╭─ Text

The last book you read

The Mill on the Floss, George Eliot, second-hand paperback. Still pissed off about the ending.

[minor hijack]
Nacho4Sara, did you enjoy Atonement? My favourite bookshop lady tells me it’s fabulous, and I’m thinking I might spend my birthday book voucher on it… presuming I get a birthday book voucher…
[/minor hijack]

John Adams, the biography by David McCollough and The Wailing Wind, a Leaphorn/Chee mystery by Tony Hillerman, both in hardcover.

Currently re-reading Cryptonomicon by Neal Stephenson, in hardcover, for the 8th or 9th time

Books I read on my road trip to Texas:

Dragonfly, by Brian Knight
The Collection, by Bentley Little
Excitable Boys, edited by Kelly Laymon

I also read Partners in Chyme, written by Ed Lee and Ryan Harding, but I tell you - if I had known what the word “chyme” meant, I never would’ve bought it. I can read some pretty rough stuff, but I couldn’t read Ed Lee’s story after the first few paragraphs. I’ll probably try again, though. But not after I’ve eaten a breakfast sandwich from McDonald’s. :smack:

Sheri

Steinbeck’s “The Red Pony”- Paperback
currently
Steinbeck’s “Tortilla Flat”- paperback
and
Mic Foley’s “Foley is Good”- paperback
I also dont like hard cover books. Hard to hold over your head when you are lying down. Also hard to carry around with one hand for long periods of time while reading.
dead0man

Niven’s Ringworld in paperback.

I agree. The last hardcover that I read was Harry Potter and the Goblet of Fire, and I read most of it on a cross-country plane trip, so I didn’t have to deal with the lying down problem.

The last book I finished was The Complete Idiot’s Guide to Chess. Obviously in paperback, since the Complete Idiot’s Guide line is not available in hardcover form.

I just finished reading Kenneth Robert’s 1940 novel of the American Revolution from the Loyalist POV, Oliver Wiswell, in trade paperback (as opposed to mass market paperback).

Right now, inspired by the Pledge of Allegiance brouhaha, I’m reading A People’s History of the Supreme Court by Peter Irons, in hardback.

╰─

→ **What you will do**: In the thread about the last book people read, which three books are listed as read on the road trip to Texas?

╭─ Dataset rows

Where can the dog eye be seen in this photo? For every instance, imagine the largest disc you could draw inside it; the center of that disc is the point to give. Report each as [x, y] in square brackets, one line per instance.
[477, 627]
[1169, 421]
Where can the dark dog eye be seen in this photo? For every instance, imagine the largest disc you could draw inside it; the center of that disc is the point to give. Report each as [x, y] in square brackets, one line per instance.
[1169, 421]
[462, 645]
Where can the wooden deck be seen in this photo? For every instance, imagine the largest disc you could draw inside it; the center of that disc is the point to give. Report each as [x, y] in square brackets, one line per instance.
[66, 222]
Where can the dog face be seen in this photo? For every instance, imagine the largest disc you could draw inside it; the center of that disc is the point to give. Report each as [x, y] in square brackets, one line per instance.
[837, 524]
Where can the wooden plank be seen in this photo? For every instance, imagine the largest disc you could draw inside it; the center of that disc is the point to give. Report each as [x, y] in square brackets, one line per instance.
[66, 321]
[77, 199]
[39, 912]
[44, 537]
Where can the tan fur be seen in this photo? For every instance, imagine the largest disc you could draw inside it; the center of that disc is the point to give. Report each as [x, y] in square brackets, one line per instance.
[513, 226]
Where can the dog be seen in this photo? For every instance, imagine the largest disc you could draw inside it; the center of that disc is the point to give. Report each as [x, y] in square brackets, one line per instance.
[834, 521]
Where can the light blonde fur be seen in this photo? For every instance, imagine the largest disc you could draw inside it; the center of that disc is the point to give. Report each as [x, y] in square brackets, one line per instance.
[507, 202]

╰─
╭─ Dataset rows

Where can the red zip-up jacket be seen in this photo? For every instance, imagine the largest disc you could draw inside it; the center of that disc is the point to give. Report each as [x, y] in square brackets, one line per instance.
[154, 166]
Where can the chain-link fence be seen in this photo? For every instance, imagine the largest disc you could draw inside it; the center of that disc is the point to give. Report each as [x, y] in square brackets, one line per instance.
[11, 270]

╰─
╭─ Dataset rows

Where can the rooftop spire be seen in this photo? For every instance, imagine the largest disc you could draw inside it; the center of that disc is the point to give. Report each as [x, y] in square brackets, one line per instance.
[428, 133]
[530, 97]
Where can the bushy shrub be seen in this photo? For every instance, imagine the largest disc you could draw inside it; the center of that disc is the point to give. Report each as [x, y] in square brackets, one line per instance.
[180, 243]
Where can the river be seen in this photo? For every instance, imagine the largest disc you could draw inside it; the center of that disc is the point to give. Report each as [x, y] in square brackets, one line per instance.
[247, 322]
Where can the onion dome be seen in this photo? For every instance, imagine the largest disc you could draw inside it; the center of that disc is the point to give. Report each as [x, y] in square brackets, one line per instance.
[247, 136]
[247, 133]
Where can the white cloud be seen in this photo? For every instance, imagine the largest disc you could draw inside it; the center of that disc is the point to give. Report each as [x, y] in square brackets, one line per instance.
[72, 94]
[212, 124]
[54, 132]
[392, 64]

╰─

→ **Exercise response**: Dragonfly by Brian Knight, The Collection by Bentley Little, and Excitable Boys, edited by Kelly Laymon.